DIRECTION :: Copy every entry below without changing a single character.
— begin EXTRACTED MATERIAL —
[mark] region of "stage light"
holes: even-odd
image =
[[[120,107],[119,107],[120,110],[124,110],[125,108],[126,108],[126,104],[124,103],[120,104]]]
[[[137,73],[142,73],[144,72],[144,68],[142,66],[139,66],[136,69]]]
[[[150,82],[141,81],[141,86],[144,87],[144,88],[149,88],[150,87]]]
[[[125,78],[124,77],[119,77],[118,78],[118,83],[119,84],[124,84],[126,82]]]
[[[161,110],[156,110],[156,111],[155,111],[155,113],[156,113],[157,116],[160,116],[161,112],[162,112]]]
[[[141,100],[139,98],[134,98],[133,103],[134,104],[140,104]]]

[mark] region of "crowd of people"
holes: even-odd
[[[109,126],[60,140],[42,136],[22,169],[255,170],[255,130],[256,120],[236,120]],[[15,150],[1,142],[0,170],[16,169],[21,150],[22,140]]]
— end EXTRACTED MATERIAL —
RESPONSE FOR THIS EXERCISE ::
[mark] region of "stage light"
holes: even-odd
image =
[[[120,107],[119,107],[120,110],[124,110],[125,108],[126,108],[126,104],[124,103],[120,104]]]
[[[137,73],[142,73],[144,72],[144,68],[142,66],[139,66],[136,69]]]
[[[150,82],[141,81],[141,86],[144,87],[144,88],[149,88],[150,87]]]
[[[125,78],[124,77],[119,77],[118,78],[118,83],[119,84],[124,84],[126,82]]]
[[[161,110],[156,110],[156,111],[155,111],[155,113],[156,113],[157,116],[160,116],[161,112],[162,112]]]
[[[141,100],[139,98],[134,98],[133,103],[134,104],[140,104]]]

[mark] region of "crowd of people"
holes: even-odd
[[[109,126],[60,140],[42,136],[22,169],[255,170],[255,130],[256,120],[236,120]],[[15,150],[1,142],[0,170],[16,169],[21,150],[22,140]]]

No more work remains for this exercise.